▸ The problem: Rewrite the lines from the one containing "tag the metal loaf pan" through the one containing "(489, 1113)", both included, as a Markdown table with the columns Row and Line. Number each row and skip any blank lines.

▸ Data excerpts:
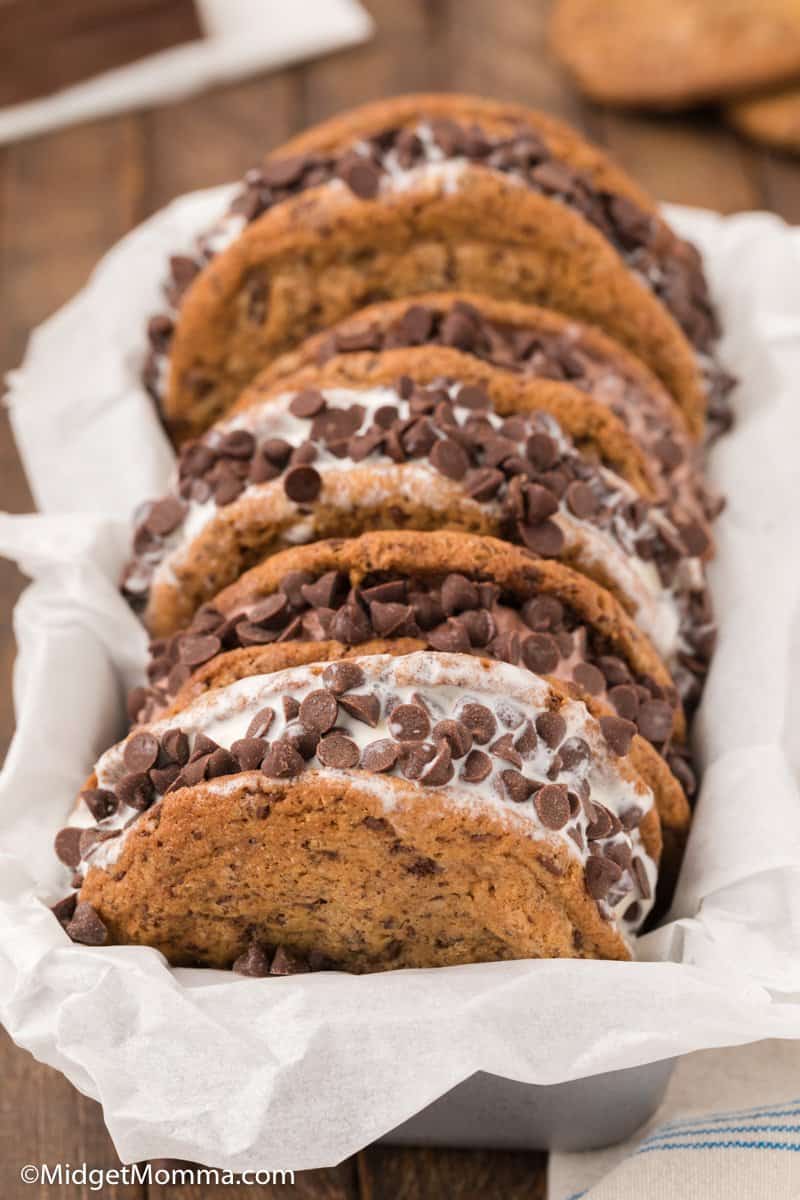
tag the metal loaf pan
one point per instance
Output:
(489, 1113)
---
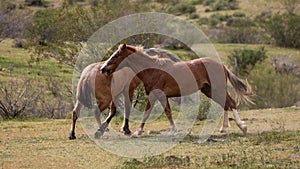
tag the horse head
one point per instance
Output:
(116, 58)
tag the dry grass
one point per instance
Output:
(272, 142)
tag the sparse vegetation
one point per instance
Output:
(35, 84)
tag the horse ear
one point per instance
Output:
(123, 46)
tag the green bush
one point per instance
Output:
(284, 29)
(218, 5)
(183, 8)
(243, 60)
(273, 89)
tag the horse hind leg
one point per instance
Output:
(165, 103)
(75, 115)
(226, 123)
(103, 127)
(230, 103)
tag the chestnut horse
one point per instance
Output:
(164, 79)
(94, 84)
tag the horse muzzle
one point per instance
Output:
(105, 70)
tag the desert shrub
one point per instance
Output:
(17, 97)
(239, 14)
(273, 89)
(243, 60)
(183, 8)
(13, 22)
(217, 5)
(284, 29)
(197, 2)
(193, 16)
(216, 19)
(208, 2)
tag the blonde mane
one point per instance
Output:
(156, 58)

▸ Exercise response:
| Row | Line |
|---|---|
| 1 | tag the metal loaf pan |
| 2 | one point per instance |
| 3 | Output: |
| 4 | (489, 1113) |